_Exercise_
Recast the records from the start through the line containing "x=894, y=196", inclusive, as a two-column CSV with the columns input and output. Give one row per record, with its text in input and its answer in output, each in a single quoted field with line breaks replaced by spaces.

_Excerpted records_
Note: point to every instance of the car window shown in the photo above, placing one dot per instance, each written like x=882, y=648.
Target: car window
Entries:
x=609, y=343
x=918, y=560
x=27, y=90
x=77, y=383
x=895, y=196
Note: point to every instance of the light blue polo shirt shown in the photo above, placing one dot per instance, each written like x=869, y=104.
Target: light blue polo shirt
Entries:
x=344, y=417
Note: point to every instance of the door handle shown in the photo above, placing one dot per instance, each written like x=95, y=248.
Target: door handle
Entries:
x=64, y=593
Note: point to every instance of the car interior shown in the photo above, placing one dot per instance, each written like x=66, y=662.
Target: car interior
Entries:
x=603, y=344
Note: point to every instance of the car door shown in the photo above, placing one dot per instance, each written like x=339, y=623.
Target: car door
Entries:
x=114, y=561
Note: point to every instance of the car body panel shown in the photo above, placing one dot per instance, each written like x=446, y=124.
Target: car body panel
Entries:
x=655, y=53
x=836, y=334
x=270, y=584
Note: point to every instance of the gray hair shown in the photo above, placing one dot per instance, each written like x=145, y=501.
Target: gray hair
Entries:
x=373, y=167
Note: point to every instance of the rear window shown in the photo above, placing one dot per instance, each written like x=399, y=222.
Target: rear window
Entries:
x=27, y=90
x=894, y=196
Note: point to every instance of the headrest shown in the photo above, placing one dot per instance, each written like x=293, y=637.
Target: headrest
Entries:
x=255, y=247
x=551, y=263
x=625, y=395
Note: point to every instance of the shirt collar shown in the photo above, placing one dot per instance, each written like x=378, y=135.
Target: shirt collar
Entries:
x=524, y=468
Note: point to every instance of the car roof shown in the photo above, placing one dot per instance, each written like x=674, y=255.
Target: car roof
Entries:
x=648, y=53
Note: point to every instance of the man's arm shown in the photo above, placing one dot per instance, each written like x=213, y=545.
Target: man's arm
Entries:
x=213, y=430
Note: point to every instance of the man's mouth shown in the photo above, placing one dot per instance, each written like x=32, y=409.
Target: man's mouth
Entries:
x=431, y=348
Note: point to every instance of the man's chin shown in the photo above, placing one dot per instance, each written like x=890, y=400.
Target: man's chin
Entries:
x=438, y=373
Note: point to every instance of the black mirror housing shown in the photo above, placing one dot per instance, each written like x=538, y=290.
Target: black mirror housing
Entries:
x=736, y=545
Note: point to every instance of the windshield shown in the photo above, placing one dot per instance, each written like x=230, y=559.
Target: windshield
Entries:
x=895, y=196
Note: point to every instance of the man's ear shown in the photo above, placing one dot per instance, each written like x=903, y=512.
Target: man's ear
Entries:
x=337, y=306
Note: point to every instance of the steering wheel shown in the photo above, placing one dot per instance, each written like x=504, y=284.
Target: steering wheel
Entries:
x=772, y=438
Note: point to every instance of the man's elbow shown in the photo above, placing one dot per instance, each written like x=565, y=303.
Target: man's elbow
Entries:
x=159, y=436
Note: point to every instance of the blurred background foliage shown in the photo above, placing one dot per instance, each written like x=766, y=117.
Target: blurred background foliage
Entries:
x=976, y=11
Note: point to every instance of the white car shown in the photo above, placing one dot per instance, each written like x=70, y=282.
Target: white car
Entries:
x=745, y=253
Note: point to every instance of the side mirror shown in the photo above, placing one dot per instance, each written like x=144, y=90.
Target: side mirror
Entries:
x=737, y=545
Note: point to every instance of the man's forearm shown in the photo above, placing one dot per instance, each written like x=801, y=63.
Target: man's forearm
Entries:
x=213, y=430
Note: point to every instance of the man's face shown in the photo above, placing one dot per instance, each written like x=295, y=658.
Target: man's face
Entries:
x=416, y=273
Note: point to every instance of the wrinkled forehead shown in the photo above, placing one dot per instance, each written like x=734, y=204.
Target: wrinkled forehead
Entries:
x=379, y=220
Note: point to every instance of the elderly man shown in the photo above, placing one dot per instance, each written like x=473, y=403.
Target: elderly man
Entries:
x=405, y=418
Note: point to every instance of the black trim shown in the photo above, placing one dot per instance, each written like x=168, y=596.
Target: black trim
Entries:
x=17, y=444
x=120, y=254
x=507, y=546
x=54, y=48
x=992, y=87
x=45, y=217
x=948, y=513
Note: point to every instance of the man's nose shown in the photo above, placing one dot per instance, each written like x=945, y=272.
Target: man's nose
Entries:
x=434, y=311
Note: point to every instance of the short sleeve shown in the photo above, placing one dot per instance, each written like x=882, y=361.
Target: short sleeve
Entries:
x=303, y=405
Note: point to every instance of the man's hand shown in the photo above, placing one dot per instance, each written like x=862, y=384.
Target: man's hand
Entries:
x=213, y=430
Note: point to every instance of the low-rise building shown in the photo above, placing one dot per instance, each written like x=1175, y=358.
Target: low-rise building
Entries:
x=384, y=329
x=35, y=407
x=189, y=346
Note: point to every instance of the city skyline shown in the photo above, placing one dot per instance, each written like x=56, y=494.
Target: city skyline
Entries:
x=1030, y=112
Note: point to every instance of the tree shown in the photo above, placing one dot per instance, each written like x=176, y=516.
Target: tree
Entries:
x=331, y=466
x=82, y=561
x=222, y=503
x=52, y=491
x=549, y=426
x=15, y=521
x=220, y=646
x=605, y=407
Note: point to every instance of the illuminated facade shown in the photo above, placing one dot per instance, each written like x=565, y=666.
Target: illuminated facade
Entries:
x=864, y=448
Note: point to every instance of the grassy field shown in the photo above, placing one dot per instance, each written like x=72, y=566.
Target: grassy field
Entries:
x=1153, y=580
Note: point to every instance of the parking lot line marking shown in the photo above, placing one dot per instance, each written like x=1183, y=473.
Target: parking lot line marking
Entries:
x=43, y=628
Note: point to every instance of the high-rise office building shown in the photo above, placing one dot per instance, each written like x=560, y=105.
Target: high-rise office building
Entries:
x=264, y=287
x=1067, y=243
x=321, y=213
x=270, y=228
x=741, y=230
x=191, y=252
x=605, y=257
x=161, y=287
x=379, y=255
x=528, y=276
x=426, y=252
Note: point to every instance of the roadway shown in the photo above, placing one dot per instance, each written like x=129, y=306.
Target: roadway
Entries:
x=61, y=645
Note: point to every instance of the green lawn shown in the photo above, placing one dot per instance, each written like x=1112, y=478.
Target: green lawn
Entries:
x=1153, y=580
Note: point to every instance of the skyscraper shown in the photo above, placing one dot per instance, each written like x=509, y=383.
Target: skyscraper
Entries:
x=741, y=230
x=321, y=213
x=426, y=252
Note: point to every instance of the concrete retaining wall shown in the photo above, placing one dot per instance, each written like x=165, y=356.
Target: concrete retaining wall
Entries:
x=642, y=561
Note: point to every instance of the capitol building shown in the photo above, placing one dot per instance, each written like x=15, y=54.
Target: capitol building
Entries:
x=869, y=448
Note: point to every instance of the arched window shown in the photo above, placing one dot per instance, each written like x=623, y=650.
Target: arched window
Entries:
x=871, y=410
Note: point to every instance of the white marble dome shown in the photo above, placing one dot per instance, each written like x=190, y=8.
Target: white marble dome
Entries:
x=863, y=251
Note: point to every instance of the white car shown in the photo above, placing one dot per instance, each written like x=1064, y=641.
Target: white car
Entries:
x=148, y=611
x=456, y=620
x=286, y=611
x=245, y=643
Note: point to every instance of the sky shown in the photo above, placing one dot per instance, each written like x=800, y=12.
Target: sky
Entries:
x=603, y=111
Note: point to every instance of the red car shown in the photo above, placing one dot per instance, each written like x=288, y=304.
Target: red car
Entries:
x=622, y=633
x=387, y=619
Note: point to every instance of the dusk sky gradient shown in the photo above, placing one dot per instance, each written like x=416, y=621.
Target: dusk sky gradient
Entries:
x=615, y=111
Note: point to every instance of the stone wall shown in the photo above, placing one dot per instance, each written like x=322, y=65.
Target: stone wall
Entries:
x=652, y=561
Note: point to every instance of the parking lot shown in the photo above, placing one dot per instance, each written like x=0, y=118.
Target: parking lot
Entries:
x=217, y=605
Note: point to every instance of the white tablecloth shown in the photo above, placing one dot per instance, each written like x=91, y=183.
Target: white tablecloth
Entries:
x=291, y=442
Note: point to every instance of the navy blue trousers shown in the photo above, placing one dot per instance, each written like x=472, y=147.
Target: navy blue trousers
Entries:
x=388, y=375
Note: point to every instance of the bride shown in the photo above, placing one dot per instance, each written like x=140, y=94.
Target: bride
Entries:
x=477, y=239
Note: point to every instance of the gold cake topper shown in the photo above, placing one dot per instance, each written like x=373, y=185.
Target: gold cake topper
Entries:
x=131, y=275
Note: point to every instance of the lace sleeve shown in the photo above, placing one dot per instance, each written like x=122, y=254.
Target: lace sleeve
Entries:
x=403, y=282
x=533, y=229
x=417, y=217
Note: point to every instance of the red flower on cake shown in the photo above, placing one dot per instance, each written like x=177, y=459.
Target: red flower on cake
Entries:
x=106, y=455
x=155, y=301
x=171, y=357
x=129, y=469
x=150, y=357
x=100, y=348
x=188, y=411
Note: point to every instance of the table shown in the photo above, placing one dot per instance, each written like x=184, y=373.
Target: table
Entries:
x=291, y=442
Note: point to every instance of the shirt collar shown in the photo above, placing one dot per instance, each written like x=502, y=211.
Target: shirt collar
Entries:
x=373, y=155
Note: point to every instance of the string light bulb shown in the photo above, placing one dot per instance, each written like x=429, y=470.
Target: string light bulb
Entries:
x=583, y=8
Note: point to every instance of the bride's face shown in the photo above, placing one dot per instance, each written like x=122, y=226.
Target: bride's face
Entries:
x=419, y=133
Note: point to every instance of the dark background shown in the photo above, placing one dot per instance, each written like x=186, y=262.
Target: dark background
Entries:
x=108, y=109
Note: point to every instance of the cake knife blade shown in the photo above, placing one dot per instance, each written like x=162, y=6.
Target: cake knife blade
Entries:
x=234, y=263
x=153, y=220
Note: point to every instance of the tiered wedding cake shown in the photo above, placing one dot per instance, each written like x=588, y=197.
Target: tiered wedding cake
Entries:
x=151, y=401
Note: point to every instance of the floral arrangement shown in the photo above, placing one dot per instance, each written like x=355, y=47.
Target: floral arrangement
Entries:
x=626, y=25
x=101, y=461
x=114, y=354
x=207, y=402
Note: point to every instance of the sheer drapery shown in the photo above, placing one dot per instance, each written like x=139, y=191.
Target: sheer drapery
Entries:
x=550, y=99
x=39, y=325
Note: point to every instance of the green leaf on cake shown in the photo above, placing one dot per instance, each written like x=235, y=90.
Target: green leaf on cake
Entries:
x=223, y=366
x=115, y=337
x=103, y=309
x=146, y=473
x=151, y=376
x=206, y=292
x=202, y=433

_Task response_
input,output
"Note: point to every instance of the car window shown in the photo above, placing one dot per instance, each written like x=882, y=648. Target: car window Entries:","x=609, y=343 x=918, y=560 x=27, y=90 x=77, y=383 x=895, y=196"
"Note: point to every instance of the light blue polo shirt shown in the photo above, placing one dot per instance, each written like x=869, y=104. Target: light blue polo shirt Entries:","x=344, y=417"
"Note: point to every instance of the door handle shown in the photo above, placing one dot per instance, each written like x=95, y=248. Target: door handle Entries:","x=64, y=593"
"Note: point to every instance of the car interior shown in the photo above, placing one dot per instance, each written like x=66, y=662. Target: car interior Entries:","x=603, y=344"
"Note: point to every instance of the car door shown in the photo above, placing one dot per instance, each written like x=339, y=623. Target: car door Entries:","x=114, y=561"
"Note: point to every instance of the car body panel shown in the photo above, placing one dot per instance, each written like x=446, y=124. Target: car body panel Entries:","x=655, y=53 x=836, y=334 x=270, y=584"
"Note: point to every instance of the gray hair shown in the photo above, placing one dot per instance, each written like x=145, y=501. Target: gray hair Entries:","x=373, y=167"
"Note: point to every instance of the rear window shown in the photo above, placing one dot per instance, each written like x=399, y=222. Target: rear window Entries:","x=27, y=90 x=894, y=196"